## PASSAGE SHOWN
• • • • • • •

The prevalence of binge eating disorder is not known. This is partly due to the tendency of bingers tend to be secretive, and also down to the varying definition of the disorder between different treatment centers and physicians.
One study suggests that binge eating disorder affects up to 3.5 percent of females in the U.S. and 2 percent of males.
Therapy is an effective treatment option for binge eating disorder.
Treatment is usually aimed at:
- reducing the frequency of eating binges
- improving emotional well-being
- when necessary, losing weight
Binge eating is closely linked to negative emotions, such as guilt, shame, low self-esteem, and self-disgust. These need to be addressed, as well as some other psychological problems.
Anybody who suspects they may have binge eating disorder should seek medical help as soon as possible.

• • • • • • •

## SUPPLIED INFORMATION
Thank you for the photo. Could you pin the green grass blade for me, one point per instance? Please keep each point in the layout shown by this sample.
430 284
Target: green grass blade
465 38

• • • • • • •

For each statement, say yes or no depending on whether it agrees with the binge eating disorder passage, and quote the words of the passage that decide it: (a) one study puts the share of U.S. females with the disorder at up to 3.5 percent; (b) treatment is always aimed at losing weight; (c) therapy is described as an effective treatment option. Rely only on the text when you respond.

(a) Yes: "affects up to 3.5 percent of females in the U.S."
(b) No: "when necessary, losing weight"
(c) Yes: "Therapy is an effective treatment option for binge eating disorder."